+++ EXTRACT +++
Creating Board Retreat Opportunities

Spring cleaning, annual physicals, board retreats.  What do these things have in common?  Admit it, your first thought wasn’t completely positive.  On one hand, they can all be viewed as obligatory tasks to be endured once a year.   Some may see them as arduous, tedious, even uncomfortable.

But what if we chose to look at them as opportunities.  bright future aheadOpportunities to evaluate our health, our assets, what’s working well and what’s not – in our homes, our bodies and our organizations.  And, with that assessment we could plan for the future, fix what’s broken, and build upon our successes.

I’ve attended more than 50 board retreats over the years.  I’ve seen good ones, not so good ones, short ones, long ones, retreats focused on training and others built around strategic planning, but most of all I’ve seen missed opportunities.

As you prepare to make this year’s board retreat the best, most productive and inspiring ever, here are a few Dos and Don’ts to keep in mind:

  • Don’t procrastinate.  This is too important to wait until the last minute and throw something together.  This is an opportunity and you’ll only get out of it what you put into it.  Find a special place to hold the retreat, different from where you hold your regular board meetings.  Put together an ad hoc committee of board members, or use your executive committee, to develop the retreat objectives and provide input on the agenda.
  • Do be intentional and strategic.  Avoid the “we always have it the third week of March” mentality.  Your retreat shouldn’t be an obligation.  If the usual timing doesn’t make sense, change it.  The retreat should be held at the most strategic time possible, when it can have the greatest effect on your organization’s priorities.  Your  board members want to feel like their time is being used as effectively as possible.  By being intentional and strategic you ensure that’s the case.
+++
* **DIRECTIONS**: Please write the next part of the board retreat article, picking up after its last sentence. The material has no connection to the board retreat article.
+++ DATA EXTRACT +++
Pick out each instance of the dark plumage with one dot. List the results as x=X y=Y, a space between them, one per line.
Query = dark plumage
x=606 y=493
+++
* **WRITTEN ANSWER**:
  • Don’t forget the heart.  It’s critical to be productive during your retreat and part of your strategy should be reminding participants what really brought them there.  Invite a recipient of your services or a program staff to share their firsthand experience of your organization’s impact.  Board members join because of their passion for your mission, but we sometimes forget to keep that passion ignited and your retreat is a great place to do that.
  • Do be brave.  Retreats are an opportunity to address challenges that may be holding your organization or your board back.  Don’t shy away from tough discussions.  If participation in fund development or meeting attendance have been issues, make time at the retreat for the board to discuss how to overcome these challenges as a team.  It can be helpful to bring in an impartial facilitator to ensure these discussions are productive.
  • Don’t make Jack a dull boy.  As in all work and no play… Build in down time where board members have a chance just to talk and get to know each other better.  Your board is a team and that team will function better if they feel like they know and trust one another.  Maybe leave lunch open with no agenda or plan a cocktail hour at the end of the day.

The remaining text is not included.